Stated goal: Lay out the records as a Markdown table with the columns Row and Line, starting at the line containing "For the evaluation set, locate every instance of the papers" and ending at the end of the records. Give one row per line, numbered in order, and leave out blank lines.

Dataset:
-- start --

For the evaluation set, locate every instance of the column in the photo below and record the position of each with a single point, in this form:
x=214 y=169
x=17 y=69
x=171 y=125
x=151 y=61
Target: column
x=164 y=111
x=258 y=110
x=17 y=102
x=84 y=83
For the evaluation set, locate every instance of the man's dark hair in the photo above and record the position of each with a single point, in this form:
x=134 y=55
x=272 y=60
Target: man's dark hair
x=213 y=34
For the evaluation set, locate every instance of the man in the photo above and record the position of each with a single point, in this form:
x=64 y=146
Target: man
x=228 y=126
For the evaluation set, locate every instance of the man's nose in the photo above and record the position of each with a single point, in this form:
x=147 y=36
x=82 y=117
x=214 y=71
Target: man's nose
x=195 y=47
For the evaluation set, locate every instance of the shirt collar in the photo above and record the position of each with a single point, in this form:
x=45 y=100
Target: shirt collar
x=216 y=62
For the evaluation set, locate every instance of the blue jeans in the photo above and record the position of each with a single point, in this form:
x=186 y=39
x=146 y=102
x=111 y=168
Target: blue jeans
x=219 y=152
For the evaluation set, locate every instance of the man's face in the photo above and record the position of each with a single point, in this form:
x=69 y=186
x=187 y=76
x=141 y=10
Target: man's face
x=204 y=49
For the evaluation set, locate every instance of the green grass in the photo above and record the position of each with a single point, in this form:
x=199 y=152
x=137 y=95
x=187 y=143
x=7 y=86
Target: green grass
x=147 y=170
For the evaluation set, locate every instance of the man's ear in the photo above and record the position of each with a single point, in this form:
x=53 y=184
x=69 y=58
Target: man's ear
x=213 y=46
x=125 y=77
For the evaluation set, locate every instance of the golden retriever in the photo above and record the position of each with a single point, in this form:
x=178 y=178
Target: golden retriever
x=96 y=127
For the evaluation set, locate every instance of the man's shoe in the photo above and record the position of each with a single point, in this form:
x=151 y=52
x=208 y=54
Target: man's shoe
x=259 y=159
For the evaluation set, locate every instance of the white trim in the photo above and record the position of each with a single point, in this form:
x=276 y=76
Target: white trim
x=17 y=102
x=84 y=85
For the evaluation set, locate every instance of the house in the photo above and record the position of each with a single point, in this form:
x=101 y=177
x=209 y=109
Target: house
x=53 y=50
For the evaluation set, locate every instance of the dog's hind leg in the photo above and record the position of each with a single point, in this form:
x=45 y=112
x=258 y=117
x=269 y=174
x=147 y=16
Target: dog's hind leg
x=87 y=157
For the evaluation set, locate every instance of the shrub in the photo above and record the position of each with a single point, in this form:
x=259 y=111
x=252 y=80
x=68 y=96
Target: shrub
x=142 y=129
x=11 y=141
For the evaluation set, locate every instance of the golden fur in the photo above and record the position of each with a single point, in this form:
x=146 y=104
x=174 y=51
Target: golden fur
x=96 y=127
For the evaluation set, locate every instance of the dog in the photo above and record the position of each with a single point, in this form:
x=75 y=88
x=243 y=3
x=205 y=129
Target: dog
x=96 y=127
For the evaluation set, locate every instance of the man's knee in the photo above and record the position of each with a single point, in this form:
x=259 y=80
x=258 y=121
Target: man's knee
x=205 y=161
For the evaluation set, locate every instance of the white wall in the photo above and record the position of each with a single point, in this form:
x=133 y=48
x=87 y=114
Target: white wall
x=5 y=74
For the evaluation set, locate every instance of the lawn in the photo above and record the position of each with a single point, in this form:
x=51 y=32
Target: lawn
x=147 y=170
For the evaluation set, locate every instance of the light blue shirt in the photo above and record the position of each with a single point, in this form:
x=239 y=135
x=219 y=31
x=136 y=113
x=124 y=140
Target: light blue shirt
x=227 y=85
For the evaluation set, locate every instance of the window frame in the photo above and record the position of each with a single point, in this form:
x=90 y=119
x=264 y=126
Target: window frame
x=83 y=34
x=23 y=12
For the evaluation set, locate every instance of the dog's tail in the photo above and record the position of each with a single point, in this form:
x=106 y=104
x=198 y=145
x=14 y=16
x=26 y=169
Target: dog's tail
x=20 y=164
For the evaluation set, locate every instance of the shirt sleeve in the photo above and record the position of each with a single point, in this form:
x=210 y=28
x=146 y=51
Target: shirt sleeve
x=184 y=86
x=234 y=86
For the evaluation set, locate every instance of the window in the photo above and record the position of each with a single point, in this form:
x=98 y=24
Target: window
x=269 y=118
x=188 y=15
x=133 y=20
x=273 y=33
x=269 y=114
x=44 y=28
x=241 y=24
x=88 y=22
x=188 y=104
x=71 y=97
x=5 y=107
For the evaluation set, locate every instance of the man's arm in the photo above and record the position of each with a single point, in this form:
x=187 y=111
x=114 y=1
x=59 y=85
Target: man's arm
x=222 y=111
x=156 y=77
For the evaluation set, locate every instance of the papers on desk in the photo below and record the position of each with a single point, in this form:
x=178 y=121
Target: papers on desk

-- end --

Final answer:
| Row | Line |
|---|---|
| 1 | For the evaluation set, locate every instance of the papers on desk in the photo below and record the position of each with a single point, in this form: |
| 2 | x=178 y=121 |
| 3 | Target: papers on desk |